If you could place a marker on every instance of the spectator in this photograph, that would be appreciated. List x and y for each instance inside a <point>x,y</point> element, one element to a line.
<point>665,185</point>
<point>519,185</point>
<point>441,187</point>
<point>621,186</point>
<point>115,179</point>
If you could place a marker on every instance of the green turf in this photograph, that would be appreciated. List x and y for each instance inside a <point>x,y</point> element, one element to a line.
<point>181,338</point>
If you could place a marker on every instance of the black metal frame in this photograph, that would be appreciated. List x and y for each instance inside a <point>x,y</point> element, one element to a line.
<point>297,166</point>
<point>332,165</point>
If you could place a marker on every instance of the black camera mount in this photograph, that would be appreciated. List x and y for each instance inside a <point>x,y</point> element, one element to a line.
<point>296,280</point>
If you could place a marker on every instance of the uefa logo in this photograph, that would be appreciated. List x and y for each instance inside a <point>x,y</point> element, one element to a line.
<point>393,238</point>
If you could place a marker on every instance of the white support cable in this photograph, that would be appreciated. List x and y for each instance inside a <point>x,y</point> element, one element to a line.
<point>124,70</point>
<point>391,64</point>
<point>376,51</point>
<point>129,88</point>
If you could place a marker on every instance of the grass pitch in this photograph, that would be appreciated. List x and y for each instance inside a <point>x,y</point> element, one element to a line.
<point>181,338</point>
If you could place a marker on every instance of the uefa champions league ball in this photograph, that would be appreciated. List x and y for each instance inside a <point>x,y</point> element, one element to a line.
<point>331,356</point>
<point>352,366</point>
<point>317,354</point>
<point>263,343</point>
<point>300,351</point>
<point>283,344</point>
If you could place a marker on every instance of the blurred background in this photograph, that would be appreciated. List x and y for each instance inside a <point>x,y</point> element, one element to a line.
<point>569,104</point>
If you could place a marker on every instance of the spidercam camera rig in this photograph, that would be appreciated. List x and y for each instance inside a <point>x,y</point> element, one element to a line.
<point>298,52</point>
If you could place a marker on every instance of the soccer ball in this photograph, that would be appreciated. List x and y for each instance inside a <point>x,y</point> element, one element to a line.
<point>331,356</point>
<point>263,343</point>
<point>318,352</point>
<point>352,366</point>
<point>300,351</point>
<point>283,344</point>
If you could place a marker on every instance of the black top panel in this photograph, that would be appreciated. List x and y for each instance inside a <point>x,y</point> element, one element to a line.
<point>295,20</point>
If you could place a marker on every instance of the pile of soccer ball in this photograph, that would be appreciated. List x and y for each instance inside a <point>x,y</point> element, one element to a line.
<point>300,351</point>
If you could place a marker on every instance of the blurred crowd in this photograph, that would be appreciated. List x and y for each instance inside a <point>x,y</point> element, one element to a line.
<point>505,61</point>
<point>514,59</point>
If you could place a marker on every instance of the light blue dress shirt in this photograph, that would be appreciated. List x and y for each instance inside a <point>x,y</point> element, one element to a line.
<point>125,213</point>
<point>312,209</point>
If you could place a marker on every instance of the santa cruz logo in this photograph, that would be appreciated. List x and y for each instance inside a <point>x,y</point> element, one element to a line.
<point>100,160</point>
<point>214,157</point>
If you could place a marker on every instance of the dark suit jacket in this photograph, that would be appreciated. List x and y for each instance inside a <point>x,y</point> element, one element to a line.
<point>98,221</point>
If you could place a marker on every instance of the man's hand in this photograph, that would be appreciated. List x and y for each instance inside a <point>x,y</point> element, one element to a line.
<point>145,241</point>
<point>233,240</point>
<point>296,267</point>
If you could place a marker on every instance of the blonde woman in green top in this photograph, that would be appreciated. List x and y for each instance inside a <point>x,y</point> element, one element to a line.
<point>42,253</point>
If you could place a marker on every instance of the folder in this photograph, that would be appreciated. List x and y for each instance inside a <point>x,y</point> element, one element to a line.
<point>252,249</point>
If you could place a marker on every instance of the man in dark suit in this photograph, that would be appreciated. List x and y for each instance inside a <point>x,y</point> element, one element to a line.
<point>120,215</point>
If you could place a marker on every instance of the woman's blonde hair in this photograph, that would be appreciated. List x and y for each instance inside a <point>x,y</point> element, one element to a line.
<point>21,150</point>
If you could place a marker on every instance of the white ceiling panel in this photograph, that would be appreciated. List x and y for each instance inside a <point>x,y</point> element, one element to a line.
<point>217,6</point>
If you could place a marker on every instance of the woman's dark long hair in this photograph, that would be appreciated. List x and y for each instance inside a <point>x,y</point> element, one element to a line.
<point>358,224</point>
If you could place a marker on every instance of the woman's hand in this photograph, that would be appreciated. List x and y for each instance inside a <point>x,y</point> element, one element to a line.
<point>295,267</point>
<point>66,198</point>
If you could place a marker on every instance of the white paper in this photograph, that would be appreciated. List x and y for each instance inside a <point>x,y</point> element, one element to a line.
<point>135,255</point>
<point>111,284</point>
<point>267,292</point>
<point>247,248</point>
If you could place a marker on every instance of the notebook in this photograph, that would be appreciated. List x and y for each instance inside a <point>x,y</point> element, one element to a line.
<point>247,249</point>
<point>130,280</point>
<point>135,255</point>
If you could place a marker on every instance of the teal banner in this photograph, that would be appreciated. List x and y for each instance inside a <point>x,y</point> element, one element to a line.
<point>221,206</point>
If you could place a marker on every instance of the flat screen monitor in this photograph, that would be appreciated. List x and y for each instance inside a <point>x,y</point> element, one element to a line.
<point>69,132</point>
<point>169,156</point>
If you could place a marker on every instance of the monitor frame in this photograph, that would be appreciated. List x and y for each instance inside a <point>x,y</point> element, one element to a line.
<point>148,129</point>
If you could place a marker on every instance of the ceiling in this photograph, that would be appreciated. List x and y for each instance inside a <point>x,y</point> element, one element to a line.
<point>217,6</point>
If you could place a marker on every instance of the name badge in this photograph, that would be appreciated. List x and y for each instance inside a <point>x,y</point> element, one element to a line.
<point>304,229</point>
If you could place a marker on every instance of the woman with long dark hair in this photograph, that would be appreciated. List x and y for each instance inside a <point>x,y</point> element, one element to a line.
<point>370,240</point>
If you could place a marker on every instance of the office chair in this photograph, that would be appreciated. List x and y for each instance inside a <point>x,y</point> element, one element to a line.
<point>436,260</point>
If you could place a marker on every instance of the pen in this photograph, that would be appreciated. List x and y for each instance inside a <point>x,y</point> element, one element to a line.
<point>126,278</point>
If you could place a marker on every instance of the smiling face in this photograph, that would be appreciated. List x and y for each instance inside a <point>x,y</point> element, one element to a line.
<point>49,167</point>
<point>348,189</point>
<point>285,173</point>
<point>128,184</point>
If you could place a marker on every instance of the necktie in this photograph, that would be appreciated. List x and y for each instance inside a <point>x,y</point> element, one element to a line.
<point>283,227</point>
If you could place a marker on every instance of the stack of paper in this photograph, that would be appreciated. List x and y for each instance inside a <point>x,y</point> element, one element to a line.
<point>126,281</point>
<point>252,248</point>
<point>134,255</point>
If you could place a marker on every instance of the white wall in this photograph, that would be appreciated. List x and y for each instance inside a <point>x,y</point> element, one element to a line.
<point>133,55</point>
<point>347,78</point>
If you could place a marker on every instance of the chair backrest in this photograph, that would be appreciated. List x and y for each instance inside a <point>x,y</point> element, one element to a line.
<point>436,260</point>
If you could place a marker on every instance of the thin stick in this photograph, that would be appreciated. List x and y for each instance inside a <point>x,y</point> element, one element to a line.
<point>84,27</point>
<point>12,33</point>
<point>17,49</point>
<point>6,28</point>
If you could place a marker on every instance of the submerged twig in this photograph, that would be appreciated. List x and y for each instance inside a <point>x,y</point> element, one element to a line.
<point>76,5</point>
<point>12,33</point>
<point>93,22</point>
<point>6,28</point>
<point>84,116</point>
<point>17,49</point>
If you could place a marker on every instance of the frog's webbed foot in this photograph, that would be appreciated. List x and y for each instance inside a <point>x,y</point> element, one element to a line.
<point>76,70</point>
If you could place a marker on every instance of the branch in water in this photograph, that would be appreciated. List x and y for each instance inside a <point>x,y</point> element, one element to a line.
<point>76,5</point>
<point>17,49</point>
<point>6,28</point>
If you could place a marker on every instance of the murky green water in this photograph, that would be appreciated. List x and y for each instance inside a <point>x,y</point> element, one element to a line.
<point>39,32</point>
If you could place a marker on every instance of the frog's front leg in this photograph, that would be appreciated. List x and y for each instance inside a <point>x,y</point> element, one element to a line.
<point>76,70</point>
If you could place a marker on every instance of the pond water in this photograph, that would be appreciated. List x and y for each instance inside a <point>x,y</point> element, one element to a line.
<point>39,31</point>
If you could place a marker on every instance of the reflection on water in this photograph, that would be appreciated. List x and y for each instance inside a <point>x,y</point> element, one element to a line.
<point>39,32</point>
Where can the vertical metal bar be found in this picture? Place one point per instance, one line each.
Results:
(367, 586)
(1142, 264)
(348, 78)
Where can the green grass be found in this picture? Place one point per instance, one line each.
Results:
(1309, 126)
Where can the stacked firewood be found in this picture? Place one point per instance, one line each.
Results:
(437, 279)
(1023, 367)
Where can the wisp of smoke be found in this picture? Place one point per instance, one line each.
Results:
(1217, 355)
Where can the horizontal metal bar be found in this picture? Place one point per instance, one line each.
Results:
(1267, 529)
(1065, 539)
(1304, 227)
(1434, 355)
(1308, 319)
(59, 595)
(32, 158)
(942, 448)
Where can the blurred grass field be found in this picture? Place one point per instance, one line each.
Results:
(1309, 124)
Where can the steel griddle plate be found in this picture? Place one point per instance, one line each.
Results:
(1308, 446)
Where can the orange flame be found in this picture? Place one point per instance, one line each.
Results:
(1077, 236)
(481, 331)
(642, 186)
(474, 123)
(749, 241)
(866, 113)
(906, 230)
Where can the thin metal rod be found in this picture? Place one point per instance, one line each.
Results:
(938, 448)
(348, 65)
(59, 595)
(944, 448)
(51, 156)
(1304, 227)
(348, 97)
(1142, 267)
━━━━━━━━━━
- Work to complete -
Rewrite the lines running from the one containing "the woman's dark" through the one containing "<point>66,198</point>", swapping "woman's" for "person's" and leaving everything else as it is.

- Response to this exercise -
If you could place a marker on every instance of the person's dark long hair in this photograph, that would be appreciated. List x and y for each instance inside a <point>x,y</point> element, one element to a line.
<point>358,224</point>
If you could place a marker on every instance of the person's hand in this photograph, that would be appreciated. List x and y for each instance inside a <point>x,y</point> element, one element to a line.
<point>295,267</point>
<point>66,198</point>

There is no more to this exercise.